- Work to complete:
Using the records below, repeat exactly the lines from the one holding "Run detection on soldier in" through the one holding "Run detection on kneeling", both ends included, and no others.

********

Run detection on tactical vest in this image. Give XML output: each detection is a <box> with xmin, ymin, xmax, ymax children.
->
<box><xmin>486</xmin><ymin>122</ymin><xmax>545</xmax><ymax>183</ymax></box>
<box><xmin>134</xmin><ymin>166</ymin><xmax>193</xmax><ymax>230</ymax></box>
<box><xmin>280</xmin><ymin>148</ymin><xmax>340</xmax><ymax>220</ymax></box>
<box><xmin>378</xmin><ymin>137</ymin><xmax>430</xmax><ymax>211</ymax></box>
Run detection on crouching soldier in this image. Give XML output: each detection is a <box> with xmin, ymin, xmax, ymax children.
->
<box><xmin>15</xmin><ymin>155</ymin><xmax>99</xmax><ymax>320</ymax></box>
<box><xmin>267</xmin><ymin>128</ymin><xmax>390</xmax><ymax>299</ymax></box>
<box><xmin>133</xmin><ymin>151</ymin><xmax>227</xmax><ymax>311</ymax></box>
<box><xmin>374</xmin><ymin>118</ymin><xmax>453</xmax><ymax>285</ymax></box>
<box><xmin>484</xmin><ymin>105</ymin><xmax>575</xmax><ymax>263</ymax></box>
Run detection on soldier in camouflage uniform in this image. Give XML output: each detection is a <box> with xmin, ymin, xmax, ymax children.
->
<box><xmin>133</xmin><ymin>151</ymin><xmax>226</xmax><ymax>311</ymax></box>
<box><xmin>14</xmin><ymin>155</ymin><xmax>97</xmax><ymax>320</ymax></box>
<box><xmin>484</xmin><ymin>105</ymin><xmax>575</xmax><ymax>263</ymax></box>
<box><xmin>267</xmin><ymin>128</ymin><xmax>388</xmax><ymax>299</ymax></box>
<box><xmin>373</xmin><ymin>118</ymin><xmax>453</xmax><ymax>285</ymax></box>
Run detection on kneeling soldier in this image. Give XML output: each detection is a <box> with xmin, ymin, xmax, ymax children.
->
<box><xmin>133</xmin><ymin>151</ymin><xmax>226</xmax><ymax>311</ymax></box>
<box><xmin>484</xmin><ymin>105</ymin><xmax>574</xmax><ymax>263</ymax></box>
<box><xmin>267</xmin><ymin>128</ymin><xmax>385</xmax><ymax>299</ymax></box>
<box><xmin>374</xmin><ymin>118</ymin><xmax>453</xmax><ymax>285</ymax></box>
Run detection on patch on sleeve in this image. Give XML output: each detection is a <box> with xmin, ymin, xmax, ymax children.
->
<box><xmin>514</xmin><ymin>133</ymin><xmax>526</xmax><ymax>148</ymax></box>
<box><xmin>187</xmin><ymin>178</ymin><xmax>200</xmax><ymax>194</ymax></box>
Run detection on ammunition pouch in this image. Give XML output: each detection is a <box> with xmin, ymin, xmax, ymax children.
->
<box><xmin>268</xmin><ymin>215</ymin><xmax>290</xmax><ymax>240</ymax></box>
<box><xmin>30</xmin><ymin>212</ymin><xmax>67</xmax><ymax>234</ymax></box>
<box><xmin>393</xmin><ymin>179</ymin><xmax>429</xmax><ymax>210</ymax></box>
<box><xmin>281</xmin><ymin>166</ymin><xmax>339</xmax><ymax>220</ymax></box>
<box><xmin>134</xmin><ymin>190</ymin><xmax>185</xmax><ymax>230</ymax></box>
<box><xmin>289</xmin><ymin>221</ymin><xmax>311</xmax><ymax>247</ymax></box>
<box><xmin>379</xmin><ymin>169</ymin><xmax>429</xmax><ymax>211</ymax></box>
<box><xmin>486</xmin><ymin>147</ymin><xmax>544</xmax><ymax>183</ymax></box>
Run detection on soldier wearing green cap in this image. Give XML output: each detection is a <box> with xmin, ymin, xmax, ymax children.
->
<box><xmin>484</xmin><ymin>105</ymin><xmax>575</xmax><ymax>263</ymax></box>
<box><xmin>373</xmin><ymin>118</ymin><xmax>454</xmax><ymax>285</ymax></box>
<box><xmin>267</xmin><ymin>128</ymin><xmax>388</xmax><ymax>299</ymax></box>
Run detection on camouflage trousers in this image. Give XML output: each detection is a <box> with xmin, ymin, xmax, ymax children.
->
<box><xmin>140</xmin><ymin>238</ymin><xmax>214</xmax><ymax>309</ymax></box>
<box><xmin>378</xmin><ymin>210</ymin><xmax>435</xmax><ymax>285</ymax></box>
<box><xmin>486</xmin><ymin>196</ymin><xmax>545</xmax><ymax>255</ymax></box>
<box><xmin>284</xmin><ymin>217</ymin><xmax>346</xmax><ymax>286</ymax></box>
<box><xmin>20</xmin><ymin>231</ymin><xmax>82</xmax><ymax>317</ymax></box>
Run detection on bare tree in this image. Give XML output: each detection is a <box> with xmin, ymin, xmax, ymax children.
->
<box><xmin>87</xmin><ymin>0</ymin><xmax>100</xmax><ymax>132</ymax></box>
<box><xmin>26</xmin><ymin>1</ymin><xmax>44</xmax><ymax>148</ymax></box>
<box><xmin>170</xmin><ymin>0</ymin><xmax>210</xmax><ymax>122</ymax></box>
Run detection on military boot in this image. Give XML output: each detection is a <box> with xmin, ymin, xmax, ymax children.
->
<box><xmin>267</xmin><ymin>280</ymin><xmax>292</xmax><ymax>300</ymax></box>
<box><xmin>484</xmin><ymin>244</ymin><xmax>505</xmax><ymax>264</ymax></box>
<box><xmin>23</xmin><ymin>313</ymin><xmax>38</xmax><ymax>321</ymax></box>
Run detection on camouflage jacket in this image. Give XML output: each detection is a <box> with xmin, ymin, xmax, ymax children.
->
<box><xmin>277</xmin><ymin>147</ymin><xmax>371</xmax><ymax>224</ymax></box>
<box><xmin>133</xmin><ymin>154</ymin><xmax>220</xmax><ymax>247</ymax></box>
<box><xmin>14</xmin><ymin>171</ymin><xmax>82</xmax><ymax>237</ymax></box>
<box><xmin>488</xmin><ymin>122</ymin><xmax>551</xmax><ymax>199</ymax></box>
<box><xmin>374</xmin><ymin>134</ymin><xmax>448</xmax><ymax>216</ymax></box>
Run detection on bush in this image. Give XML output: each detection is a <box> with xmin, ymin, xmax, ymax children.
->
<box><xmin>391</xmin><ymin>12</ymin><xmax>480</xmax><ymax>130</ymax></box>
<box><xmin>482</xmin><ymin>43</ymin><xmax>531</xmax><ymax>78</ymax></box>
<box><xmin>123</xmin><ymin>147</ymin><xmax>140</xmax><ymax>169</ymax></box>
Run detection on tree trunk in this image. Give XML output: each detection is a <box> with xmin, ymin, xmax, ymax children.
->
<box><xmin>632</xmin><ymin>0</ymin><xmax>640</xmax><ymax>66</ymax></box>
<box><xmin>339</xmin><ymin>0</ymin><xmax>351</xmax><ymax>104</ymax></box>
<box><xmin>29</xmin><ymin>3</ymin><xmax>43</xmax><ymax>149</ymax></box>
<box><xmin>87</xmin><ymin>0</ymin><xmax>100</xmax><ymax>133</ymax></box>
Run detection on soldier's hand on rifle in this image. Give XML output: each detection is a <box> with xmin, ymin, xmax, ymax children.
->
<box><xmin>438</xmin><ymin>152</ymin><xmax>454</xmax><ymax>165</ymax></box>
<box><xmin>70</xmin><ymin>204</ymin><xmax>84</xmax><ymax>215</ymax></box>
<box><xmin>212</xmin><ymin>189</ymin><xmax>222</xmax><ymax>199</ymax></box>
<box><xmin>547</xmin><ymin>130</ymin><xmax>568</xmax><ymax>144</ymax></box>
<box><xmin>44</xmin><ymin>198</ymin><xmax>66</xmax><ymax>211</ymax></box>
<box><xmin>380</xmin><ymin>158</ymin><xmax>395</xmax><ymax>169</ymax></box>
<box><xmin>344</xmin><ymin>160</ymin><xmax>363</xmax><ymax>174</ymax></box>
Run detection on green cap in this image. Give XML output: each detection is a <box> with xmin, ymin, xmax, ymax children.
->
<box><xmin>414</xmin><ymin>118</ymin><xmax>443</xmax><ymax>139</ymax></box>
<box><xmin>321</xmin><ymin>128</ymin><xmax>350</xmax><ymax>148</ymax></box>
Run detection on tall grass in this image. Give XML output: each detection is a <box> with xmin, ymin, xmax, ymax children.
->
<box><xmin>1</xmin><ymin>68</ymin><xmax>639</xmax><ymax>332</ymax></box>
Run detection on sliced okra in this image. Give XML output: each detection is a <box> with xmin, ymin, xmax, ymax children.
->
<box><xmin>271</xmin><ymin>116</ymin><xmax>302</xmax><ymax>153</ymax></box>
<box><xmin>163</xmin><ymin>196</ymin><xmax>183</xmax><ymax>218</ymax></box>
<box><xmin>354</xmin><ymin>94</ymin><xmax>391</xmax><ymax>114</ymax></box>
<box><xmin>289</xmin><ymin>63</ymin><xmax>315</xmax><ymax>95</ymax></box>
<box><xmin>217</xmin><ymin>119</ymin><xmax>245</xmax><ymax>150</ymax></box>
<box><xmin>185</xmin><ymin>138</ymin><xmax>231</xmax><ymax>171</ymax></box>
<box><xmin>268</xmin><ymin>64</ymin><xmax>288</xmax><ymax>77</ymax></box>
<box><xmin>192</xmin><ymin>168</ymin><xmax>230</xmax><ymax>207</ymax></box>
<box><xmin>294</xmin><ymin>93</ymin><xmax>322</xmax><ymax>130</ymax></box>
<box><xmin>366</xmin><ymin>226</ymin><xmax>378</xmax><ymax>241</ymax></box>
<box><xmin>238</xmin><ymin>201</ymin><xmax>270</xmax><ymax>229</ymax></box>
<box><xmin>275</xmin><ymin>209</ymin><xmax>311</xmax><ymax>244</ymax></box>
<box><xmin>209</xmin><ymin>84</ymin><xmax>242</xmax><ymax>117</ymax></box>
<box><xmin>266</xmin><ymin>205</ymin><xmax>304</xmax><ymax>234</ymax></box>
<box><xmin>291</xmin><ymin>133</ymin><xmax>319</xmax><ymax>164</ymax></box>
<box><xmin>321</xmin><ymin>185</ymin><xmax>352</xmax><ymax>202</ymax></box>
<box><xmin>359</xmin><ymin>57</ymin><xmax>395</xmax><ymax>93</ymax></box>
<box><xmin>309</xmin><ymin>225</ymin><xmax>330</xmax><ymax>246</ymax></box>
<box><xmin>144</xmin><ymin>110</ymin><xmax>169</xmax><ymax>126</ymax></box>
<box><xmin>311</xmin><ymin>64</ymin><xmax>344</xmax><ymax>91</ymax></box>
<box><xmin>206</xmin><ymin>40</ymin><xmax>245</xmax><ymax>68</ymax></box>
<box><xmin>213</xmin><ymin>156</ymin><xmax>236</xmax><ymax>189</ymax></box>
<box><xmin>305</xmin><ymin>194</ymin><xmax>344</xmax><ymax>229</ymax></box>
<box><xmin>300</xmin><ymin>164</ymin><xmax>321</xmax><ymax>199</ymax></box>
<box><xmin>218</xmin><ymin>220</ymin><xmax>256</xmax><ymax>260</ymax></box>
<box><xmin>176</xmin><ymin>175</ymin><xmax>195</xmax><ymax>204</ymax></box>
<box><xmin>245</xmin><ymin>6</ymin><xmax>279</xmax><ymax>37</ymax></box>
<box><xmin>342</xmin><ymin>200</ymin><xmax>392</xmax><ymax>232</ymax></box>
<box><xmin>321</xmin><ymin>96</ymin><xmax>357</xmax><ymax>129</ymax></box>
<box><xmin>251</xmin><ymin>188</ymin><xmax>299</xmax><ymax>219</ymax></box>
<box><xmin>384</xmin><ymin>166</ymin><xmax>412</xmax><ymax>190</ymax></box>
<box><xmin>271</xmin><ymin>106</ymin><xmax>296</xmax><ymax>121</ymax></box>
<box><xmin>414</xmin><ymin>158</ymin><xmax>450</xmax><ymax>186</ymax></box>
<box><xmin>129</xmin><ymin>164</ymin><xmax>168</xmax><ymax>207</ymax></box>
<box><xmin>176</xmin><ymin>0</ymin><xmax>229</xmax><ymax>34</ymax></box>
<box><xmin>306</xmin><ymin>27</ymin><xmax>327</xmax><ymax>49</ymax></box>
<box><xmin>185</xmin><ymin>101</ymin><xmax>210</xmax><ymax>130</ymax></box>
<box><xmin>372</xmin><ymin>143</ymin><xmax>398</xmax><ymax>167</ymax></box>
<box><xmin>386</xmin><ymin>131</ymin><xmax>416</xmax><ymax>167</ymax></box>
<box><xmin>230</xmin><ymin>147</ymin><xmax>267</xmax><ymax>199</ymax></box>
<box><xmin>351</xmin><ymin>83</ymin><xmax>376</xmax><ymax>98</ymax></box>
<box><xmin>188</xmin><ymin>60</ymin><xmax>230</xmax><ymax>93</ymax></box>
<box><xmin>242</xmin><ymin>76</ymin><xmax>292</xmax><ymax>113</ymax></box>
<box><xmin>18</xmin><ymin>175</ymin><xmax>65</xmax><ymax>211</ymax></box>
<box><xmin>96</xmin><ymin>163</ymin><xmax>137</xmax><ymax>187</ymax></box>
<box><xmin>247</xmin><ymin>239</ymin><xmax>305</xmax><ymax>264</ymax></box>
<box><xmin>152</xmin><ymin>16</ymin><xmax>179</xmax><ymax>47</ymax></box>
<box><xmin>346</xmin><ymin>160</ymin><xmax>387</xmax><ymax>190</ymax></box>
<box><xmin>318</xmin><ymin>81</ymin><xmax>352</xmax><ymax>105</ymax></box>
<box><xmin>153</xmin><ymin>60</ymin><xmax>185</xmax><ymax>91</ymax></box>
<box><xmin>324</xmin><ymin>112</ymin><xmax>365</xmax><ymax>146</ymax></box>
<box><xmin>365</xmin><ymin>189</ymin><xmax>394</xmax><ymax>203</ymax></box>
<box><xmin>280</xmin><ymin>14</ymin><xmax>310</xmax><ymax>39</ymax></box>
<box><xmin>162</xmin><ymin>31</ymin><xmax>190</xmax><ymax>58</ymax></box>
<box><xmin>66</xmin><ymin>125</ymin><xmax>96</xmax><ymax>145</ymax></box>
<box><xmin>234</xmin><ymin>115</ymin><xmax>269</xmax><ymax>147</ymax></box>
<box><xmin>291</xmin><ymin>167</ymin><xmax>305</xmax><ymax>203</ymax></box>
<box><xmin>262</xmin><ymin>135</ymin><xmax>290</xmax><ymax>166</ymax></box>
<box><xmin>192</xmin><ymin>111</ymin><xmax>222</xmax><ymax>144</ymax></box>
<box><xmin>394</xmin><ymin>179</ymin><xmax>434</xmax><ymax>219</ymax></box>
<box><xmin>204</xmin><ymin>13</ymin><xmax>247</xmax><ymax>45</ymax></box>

********

- Result for this task:
Run detection on soldier in camouflage uniform in this image. Give XML output: each detection is a <box> with xmin, ymin, xmax, ymax children.
->
<box><xmin>133</xmin><ymin>151</ymin><xmax>226</xmax><ymax>311</ymax></box>
<box><xmin>14</xmin><ymin>155</ymin><xmax>97</xmax><ymax>320</ymax></box>
<box><xmin>484</xmin><ymin>105</ymin><xmax>575</xmax><ymax>263</ymax></box>
<box><xmin>267</xmin><ymin>128</ymin><xmax>388</xmax><ymax>299</ymax></box>
<box><xmin>373</xmin><ymin>118</ymin><xmax>453</xmax><ymax>285</ymax></box>
Run detection on kneeling soldier in this image. Give XML output: each detection is a <box> with xmin, ymin, xmax, ymax children.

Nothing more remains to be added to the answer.